• **EXTRACTED ENTRIES**:
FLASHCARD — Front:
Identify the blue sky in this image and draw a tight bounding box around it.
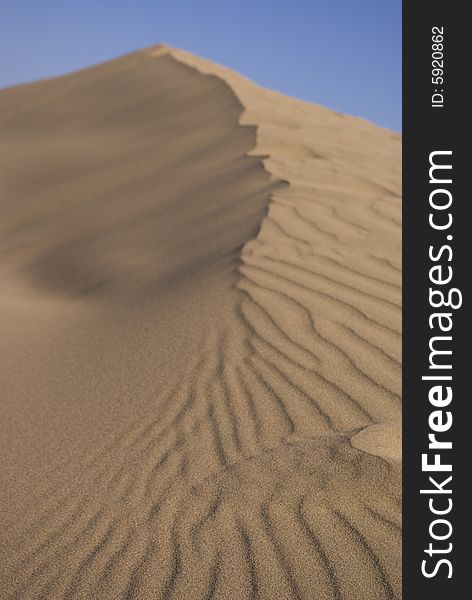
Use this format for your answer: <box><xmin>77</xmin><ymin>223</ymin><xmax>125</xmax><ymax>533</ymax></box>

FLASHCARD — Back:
<box><xmin>0</xmin><ymin>0</ymin><xmax>401</xmax><ymax>131</ymax></box>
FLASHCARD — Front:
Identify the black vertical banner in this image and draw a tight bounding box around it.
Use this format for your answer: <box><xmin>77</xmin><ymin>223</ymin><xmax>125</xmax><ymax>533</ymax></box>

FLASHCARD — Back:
<box><xmin>403</xmin><ymin>0</ymin><xmax>472</xmax><ymax>600</ymax></box>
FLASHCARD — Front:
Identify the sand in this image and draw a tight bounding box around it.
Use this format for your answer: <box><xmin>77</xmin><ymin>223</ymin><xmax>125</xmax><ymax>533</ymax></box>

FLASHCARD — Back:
<box><xmin>0</xmin><ymin>46</ymin><xmax>401</xmax><ymax>600</ymax></box>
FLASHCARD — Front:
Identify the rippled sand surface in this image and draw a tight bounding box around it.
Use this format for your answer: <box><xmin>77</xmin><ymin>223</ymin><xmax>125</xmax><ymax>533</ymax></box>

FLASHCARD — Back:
<box><xmin>0</xmin><ymin>46</ymin><xmax>401</xmax><ymax>600</ymax></box>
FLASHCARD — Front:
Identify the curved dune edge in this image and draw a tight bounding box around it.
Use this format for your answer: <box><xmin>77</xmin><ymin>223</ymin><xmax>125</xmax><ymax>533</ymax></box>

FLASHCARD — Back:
<box><xmin>149</xmin><ymin>44</ymin><xmax>401</xmax><ymax>461</ymax></box>
<box><xmin>0</xmin><ymin>46</ymin><xmax>401</xmax><ymax>600</ymax></box>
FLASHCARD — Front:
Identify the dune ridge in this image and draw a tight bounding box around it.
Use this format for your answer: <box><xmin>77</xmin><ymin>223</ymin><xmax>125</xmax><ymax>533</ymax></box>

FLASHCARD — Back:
<box><xmin>0</xmin><ymin>45</ymin><xmax>401</xmax><ymax>600</ymax></box>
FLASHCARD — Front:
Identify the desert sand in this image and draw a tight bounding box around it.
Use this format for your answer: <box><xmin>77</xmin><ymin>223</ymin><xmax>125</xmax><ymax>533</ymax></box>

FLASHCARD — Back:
<box><xmin>0</xmin><ymin>45</ymin><xmax>401</xmax><ymax>600</ymax></box>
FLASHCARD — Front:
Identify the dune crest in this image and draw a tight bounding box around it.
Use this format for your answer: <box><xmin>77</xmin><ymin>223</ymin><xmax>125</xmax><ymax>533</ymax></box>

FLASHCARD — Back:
<box><xmin>0</xmin><ymin>45</ymin><xmax>401</xmax><ymax>600</ymax></box>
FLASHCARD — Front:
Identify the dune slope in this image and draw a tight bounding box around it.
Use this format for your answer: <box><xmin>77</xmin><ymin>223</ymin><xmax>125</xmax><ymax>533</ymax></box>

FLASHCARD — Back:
<box><xmin>0</xmin><ymin>46</ymin><xmax>401</xmax><ymax>600</ymax></box>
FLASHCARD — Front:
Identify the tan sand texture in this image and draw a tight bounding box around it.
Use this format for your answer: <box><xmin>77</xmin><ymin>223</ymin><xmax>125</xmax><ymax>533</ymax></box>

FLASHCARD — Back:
<box><xmin>0</xmin><ymin>46</ymin><xmax>401</xmax><ymax>600</ymax></box>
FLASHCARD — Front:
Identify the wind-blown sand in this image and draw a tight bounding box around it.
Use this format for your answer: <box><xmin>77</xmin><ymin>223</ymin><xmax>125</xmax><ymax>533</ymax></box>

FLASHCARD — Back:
<box><xmin>0</xmin><ymin>46</ymin><xmax>401</xmax><ymax>600</ymax></box>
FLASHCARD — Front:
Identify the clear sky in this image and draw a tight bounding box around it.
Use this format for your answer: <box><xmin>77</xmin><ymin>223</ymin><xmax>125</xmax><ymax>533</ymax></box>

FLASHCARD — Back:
<box><xmin>0</xmin><ymin>0</ymin><xmax>401</xmax><ymax>131</ymax></box>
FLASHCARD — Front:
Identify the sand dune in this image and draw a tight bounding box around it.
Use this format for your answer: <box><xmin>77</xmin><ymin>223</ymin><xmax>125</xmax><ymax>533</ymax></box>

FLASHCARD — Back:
<box><xmin>0</xmin><ymin>46</ymin><xmax>401</xmax><ymax>600</ymax></box>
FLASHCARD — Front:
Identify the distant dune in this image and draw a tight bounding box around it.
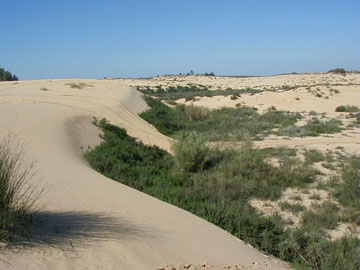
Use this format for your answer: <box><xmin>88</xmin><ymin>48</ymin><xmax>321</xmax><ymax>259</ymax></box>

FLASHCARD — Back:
<box><xmin>0</xmin><ymin>77</ymin><xmax>290</xmax><ymax>269</ymax></box>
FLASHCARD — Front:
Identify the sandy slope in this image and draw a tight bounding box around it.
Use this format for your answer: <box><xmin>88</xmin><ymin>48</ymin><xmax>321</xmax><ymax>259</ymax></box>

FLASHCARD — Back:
<box><xmin>0</xmin><ymin>80</ymin><xmax>286</xmax><ymax>269</ymax></box>
<box><xmin>120</xmin><ymin>73</ymin><xmax>360</xmax><ymax>154</ymax></box>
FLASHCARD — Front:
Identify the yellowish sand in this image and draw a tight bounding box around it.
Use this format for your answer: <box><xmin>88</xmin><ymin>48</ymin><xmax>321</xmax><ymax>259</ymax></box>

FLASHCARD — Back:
<box><xmin>0</xmin><ymin>80</ymin><xmax>288</xmax><ymax>269</ymax></box>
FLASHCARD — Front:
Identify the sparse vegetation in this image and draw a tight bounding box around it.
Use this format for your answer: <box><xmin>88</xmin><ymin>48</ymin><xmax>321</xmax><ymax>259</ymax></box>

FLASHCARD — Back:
<box><xmin>328</xmin><ymin>68</ymin><xmax>346</xmax><ymax>75</ymax></box>
<box><xmin>140</xmin><ymin>96</ymin><xmax>342</xmax><ymax>142</ymax></box>
<box><xmin>304</xmin><ymin>149</ymin><xmax>325</xmax><ymax>164</ymax></box>
<box><xmin>65</xmin><ymin>83</ymin><xmax>92</xmax><ymax>89</ymax></box>
<box><xmin>335</xmin><ymin>105</ymin><xmax>360</xmax><ymax>112</ymax></box>
<box><xmin>331</xmin><ymin>156</ymin><xmax>360</xmax><ymax>224</ymax></box>
<box><xmin>85</xmin><ymin>120</ymin><xmax>360</xmax><ymax>270</ymax></box>
<box><xmin>280</xmin><ymin>202</ymin><xmax>305</xmax><ymax>215</ymax></box>
<box><xmin>136</xmin><ymin>85</ymin><xmax>262</xmax><ymax>101</ymax></box>
<box><xmin>0</xmin><ymin>67</ymin><xmax>19</xmax><ymax>81</ymax></box>
<box><xmin>140</xmin><ymin>96</ymin><xmax>301</xmax><ymax>141</ymax></box>
<box><xmin>0</xmin><ymin>137</ymin><xmax>41</xmax><ymax>241</ymax></box>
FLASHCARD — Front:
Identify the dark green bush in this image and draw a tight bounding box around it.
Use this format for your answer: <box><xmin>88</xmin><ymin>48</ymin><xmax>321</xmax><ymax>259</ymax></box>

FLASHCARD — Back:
<box><xmin>0</xmin><ymin>67</ymin><xmax>19</xmax><ymax>81</ymax></box>
<box><xmin>140</xmin><ymin>96</ymin><xmax>301</xmax><ymax>141</ymax></box>
<box><xmin>0</xmin><ymin>137</ymin><xmax>41</xmax><ymax>241</ymax></box>
<box><xmin>335</xmin><ymin>105</ymin><xmax>360</xmax><ymax>112</ymax></box>
<box><xmin>328</xmin><ymin>68</ymin><xmax>346</xmax><ymax>75</ymax></box>
<box><xmin>85</xmin><ymin>121</ymin><xmax>359</xmax><ymax>270</ymax></box>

• **WHAT YOU HAVE TO DO**: Return every line of the records above that contains the string "dune", matching case exactly.

• **THE SOLUTION**:
Identify the curved dune edge in this image and draw a tight bounding box around it.
Identify the dune ridge in this image and draw a tight bounding box around it.
Identify the dune crest in this image and draw a tight bounding box around it.
Identify the dune slope in this image and draw a tight bounding box around it.
Identify the sand dune in this image and draw a tight bounding box around it.
Identify the distant dune in this image and draw a tight bounding box around it.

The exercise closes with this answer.